■ **Your goal**
Examine each line of the data. Copy the line if it includes the word "grass".

■ **Provided entries**
------------------------------

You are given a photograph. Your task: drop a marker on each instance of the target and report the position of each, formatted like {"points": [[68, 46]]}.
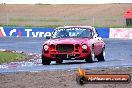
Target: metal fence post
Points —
{"points": [[93, 22], [7, 19]]}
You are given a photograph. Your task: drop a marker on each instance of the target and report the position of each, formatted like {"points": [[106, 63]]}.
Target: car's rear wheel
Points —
{"points": [[45, 61], [101, 57], [59, 61], [90, 58]]}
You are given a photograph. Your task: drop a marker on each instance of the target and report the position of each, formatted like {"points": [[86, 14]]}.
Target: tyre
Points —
{"points": [[101, 57], [80, 80], [45, 61], [59, 61], [90, 58]]}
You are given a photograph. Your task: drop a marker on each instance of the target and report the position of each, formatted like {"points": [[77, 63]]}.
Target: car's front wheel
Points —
{"points": [[45, 61], [101, 57], [59, 61], [90, 58]]}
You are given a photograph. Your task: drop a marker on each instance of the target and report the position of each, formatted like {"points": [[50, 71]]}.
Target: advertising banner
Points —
{"points": [[28, 32], [121, 33], [103, 32], [39, 32]]}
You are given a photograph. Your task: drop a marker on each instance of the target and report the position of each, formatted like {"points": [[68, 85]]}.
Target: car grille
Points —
{"points": [[65, 47]]}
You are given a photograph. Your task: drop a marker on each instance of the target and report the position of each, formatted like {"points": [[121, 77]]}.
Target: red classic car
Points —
{"points": [[73, 43]]}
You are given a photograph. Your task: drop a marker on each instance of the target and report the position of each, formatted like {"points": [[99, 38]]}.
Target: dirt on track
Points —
{"points": [[58, 79]]}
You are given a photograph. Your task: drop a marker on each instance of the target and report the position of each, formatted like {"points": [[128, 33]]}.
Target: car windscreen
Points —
{"points": [[72, 33]]}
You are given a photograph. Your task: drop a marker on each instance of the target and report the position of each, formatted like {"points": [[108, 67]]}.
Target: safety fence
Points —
{"points": [[43, 32], [11, 19]]}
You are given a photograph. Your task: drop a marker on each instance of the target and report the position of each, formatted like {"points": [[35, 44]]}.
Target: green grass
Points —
{"points": [[54, 26], [30, 26], [6, 57]]}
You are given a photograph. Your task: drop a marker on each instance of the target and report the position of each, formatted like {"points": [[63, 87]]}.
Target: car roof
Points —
{"points": [[92, 28]]}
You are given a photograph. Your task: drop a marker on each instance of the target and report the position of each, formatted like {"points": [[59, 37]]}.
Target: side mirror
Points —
{"points": [[95, 35], [48, 37]]}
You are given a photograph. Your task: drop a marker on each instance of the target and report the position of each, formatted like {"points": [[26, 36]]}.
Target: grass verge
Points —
{"points": [[6, 57], [55, 26]]}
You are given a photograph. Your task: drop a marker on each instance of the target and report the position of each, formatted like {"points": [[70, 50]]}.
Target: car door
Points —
{"points": [[97, 44]]}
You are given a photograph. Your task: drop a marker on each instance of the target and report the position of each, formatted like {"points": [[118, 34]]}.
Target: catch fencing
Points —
{"points": [[29, 20]]}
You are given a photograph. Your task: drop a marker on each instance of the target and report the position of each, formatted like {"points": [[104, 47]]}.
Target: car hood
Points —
{"points": [[67, 41]]}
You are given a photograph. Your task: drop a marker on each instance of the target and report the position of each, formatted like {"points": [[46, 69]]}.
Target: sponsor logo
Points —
{"points": [[28, 33], [2, 32]]}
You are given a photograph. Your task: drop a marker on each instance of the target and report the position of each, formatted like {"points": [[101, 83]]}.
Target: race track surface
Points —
{"points": [[118, 54]]}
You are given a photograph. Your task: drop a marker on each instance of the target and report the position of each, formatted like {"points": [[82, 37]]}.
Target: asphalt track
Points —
{"points": [[118, 54]]}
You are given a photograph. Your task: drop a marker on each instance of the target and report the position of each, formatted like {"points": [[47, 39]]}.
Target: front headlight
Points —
{"points": [[84, 46], [46, 47]]}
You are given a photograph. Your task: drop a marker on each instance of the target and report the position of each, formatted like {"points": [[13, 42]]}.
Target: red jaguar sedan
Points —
{"points": [[73, 43]]}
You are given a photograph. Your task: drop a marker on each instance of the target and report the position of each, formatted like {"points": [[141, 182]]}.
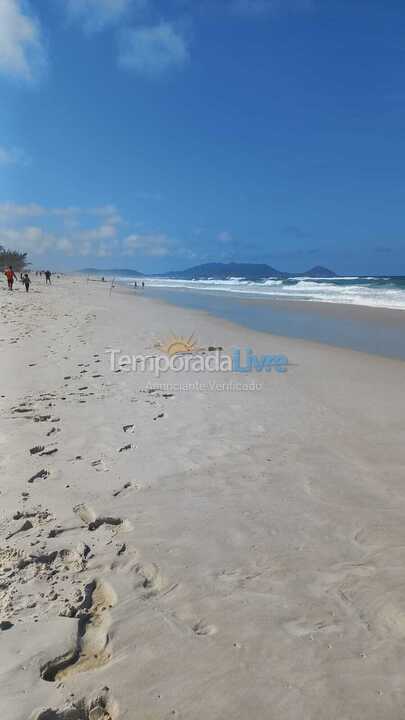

------------------------------

■ **Answer below**
Target: green grass
Target: grass verge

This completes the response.